# [Task to carry out]
Write out exactly the lines below that run from the line containing "One point goes on each instance of the office" through the last line of the records.

# [Record extracts]
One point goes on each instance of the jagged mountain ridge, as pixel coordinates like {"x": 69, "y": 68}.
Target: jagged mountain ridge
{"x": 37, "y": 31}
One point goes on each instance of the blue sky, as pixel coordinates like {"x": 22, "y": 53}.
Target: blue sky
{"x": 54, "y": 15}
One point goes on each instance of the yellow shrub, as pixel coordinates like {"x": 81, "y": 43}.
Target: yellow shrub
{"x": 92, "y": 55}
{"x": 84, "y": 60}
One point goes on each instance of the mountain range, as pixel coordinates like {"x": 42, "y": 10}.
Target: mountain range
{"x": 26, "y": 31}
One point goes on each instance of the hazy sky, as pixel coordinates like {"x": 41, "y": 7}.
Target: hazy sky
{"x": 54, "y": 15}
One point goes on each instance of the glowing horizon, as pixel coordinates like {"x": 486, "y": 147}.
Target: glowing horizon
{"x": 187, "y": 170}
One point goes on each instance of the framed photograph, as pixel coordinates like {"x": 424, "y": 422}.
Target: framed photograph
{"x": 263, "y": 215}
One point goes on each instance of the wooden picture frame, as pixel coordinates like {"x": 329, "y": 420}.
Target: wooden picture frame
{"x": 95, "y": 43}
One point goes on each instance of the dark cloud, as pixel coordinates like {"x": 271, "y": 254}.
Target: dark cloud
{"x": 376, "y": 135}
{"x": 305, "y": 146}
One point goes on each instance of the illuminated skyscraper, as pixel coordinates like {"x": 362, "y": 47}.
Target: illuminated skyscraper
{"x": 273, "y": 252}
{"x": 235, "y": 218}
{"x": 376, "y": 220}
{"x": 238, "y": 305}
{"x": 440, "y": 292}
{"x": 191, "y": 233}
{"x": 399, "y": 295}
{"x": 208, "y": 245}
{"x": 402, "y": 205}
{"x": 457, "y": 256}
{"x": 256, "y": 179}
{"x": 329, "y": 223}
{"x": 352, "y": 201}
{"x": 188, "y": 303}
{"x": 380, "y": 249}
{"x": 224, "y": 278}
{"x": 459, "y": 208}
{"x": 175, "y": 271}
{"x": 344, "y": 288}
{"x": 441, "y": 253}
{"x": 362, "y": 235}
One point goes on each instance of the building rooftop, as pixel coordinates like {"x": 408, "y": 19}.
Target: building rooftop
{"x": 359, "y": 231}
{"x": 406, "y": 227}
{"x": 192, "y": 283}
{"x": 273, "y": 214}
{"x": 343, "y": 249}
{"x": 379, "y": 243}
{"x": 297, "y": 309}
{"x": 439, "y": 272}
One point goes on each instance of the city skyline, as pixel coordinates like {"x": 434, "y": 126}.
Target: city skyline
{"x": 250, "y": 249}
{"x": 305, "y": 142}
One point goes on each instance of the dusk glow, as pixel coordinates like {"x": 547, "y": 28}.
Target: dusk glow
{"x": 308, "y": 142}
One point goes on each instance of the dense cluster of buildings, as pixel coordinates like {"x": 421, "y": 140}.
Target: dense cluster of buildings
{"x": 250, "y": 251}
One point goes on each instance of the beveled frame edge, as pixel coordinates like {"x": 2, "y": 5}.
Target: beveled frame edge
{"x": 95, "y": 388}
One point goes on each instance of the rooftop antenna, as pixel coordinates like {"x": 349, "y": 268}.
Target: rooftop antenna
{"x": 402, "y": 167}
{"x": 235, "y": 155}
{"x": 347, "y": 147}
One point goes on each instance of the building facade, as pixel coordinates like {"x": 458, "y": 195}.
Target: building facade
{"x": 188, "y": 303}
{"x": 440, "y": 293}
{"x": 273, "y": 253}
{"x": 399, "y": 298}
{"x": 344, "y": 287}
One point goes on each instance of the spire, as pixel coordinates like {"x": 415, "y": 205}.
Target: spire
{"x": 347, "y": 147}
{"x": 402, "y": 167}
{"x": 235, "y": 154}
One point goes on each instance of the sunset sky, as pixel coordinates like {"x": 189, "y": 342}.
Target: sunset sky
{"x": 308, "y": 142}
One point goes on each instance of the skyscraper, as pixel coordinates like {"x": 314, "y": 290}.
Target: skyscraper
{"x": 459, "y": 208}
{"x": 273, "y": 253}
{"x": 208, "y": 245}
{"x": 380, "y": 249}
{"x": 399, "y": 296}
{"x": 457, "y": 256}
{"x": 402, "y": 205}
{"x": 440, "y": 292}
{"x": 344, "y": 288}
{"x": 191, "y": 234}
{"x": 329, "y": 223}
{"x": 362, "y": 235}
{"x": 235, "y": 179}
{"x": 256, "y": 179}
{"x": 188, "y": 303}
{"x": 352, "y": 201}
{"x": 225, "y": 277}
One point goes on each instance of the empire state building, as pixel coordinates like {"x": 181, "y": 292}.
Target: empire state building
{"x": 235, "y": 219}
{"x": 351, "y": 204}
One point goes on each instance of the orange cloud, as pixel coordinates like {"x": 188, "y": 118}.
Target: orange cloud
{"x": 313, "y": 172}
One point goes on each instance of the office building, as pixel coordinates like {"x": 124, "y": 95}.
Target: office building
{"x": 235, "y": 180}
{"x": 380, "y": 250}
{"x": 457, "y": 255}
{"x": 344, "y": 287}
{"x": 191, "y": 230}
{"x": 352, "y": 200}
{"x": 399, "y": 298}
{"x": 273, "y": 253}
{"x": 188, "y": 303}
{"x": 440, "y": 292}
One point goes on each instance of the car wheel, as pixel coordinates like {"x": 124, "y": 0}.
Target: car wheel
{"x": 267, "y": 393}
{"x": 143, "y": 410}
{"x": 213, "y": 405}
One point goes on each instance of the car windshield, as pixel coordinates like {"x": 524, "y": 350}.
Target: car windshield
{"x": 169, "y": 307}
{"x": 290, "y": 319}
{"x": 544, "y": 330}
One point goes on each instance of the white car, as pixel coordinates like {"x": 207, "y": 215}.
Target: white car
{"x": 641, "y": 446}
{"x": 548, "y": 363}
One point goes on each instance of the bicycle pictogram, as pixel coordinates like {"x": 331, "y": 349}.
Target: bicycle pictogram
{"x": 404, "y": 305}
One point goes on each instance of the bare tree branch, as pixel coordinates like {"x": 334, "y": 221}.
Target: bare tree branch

# [Reply to the exercise]
One point goes on each instance of the office building, as pixel coordinates like {"x": 124, "y": 95}.
Target: office building
{"x": 235, "y": 180}
{"x": 380, "y": 250}
{"x": 457, "y": 255}
{"x": 344, "y": 287}
{"x": 191, "y": 230}
{"x": 352, "y": 200}
{"x": 399, "y": 298}
{"x": 273, "y": 253}
{"x": 188, "y": 303}
{"x": 440, "y": 292}
One point goes on each instance of the car wheel, as pixel coordinates like {"x": 124, "y": 0}.
Target: car wheel
{"x": 267, "y": 393}
{"x": 143, "y": 410}
{"x": 213, "y": 405}
One point goes on each instance of the car windshield, as pixel coordinates like {"x": 524, "y": 350}.
Target: car windshield
{"x": 169, "y": 307}
{"x": 290, "y": 319}
{"x": 544, "y": 330}
One point goes on each instance of the white car, as pixel coordinates like {"x": 207, "y": 215}.
Target: white car
{"x": 641, "y": 446}
{"x": 548, "y": 363}
One point goes on each instance of the bicycle pictogram, as pixel coordinates like {"x": 331, "y": 349}.
Target: bicycle pictogram
{"x": 404, "y": 305}
One point goes on each instance of the bare tree branch, as pixel coordinates like {"x": 334, "y": 221}.
Target: bare tree branch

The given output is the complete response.